[Excerpts of pointing data]

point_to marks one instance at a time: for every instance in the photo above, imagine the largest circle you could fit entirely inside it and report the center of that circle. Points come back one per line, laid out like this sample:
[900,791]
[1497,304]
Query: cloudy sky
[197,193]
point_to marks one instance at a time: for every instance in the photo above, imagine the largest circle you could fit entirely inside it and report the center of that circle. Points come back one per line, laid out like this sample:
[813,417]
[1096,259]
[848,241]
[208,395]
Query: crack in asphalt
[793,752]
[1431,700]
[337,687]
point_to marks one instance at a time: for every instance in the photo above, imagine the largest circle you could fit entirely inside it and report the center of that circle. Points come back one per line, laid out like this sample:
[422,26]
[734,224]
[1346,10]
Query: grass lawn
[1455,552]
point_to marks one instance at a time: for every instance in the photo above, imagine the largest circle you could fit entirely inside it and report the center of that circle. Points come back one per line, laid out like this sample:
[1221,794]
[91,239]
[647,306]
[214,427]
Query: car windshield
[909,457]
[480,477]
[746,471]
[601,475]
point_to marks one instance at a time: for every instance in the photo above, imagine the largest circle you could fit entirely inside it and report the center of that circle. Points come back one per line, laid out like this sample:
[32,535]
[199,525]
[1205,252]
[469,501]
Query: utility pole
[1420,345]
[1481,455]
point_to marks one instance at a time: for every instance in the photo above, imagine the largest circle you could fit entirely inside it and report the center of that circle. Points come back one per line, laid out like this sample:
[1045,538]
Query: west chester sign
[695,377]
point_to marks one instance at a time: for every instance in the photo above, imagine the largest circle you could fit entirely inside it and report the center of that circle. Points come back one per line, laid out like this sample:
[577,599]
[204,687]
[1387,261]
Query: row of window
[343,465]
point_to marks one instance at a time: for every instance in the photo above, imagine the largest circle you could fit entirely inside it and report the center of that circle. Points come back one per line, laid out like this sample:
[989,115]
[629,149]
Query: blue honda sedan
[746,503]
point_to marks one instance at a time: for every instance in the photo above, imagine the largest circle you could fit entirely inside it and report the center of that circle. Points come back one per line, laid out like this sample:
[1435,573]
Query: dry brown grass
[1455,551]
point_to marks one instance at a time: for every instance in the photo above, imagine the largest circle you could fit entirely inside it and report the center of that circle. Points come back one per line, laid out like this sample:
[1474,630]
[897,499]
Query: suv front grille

* **Required work**:
Locate each line in the material above that contains the string "grass" with the same capitalization, and copy every such line in full.

* **Completed task**:
Query: grass lawn
Query: dry brown grass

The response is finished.